Content starts

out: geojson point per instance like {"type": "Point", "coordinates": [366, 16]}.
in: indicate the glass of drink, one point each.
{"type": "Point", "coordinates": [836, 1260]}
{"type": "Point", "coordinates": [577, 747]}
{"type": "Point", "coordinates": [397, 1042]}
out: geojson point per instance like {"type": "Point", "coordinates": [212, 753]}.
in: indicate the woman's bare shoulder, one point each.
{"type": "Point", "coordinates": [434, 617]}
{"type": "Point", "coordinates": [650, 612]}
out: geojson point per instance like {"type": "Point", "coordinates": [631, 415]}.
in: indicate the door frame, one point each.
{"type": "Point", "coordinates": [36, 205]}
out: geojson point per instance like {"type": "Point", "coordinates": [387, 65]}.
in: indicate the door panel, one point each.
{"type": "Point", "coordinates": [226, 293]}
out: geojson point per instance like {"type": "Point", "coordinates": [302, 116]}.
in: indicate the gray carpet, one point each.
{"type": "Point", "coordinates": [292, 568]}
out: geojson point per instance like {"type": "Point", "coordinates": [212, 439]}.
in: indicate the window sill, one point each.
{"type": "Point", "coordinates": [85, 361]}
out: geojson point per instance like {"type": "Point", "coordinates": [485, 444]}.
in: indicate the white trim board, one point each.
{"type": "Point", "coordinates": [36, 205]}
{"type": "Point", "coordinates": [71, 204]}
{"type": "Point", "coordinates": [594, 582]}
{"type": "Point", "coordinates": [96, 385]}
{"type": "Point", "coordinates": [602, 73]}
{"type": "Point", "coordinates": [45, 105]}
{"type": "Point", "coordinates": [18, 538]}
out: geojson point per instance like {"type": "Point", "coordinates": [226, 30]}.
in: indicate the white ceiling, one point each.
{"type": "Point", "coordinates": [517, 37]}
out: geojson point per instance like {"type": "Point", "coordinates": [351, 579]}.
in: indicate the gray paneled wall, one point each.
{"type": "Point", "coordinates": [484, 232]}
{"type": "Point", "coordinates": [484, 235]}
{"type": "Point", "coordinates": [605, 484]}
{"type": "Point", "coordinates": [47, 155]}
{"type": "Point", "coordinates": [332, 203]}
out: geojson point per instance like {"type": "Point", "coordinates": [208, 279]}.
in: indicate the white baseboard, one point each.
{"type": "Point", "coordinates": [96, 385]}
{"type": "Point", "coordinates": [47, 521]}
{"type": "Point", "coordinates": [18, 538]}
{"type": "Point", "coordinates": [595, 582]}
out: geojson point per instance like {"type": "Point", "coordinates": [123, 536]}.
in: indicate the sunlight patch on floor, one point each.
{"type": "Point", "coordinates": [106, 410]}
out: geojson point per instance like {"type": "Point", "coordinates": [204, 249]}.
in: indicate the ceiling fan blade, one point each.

Content ends

■ Work instruction: Transcribe each entry word for word.

■ Solution:
out: geojson point per instance like {"type": "Point", "coordinates": [366, 16]}.
in: indicate the glass of drink, one point each.
{"type": "Point", "coordinates": [836, 1260]}
{"type": "Point", "coordinates": [577, 747]}
{"type": "Point", "coordinates": [397, 1042]}
out: geojson point per instance like {"type": "Point", "coordinates": [212, 753]}.
in: indicate the woman's bare shoulder, one point each.
{"type": "Point", "coordinates": [434, 617]}
{"type": "Point", "coordinates": [650, 612]}
out: geojson point per instance like {"type": "Point", "coordinates": [631, 415]}.
in: indicate the door frame, one point each.
{"type": "Point", "coordinates": [36, 205]}
out: geojson point per instance like {"type": "Point", "coordinates": [387, 65]}.
in: indicate the door panel, one point each.
{"type": "Point", "coordinates": [226, 293]}
out: geojson point per instance like {"type": "Point", "coordinates": [302, 116]}.
in: indicate the gray carpet, one point each.
{"type": "Point", "coordinates": [292, 568]}
out: geojson point per instance like {"type": "Point", "coordinates": [212, 439]}.
in: indicate the window sill, one point each.
{"type": "Point", "coordinates": [85, 361]}
out: geojson point per instance like {"type": "Point", "coordinates": [485, 444]}.
in: indicate the white trim board, one point each.
{"type": "Point", "coordinates": [36, 205]}
{"type": "Point", "coordinates": [71, 204]}
{"type": "Point", "coordinates": [594, 582]}
{"type": "Point", "coordinates": [96, 385]}
{"type": "Point", "coordinates": [602, 73]}
{"type": "Point", "coordinates": [45, 105]}
{"type": "Point", "coordinates": [18, 538]}
out: geojson point per instance like {"type": "Point", "coordinates": [226, 30]}.
in: indicate the white ceiling, one point each.
{"type": "Point", "coordinates": [517, 37]}
out: geojson point per instance like {"type": "Point", "coordinates": [351, 579]}.
in: indicate the gray paneled wall, one point each.
{"type": "Point", "coordinates": [484, 232]}
{"type": "Point", "coordinates": [484, 235]}
{"type": "Point", "coordinates": [605, 484]}
{"type": "Point", "coordinates": [47, 155]}
{"type": "Point", "coordinates": [332, 203]}
out: geojson point per instance like {"type": "Point", "coordinates": [208, 279]}.
in: indicate the white baseboard, one point each.
{"type": "Point", "coordinates": [96, 385]}
{"type": "Point", "coordinates": [47, 521]}
{"type": "Point", "coordinates": [18, 538]}
{"type": "Point", "coordinates": [595, 582]}
out: geojson point per instance like {"type": "Point", "coordinates": [123, 536]}.
in: indicate the sunlight patch on floor, one point each.
{"type": "Point", "coordinates": [106, 410]}
out: geojson point per instance like {"type": "Point", "coordinates": [204, 249]}.
in: indicate the ceiling fan blade, one point each.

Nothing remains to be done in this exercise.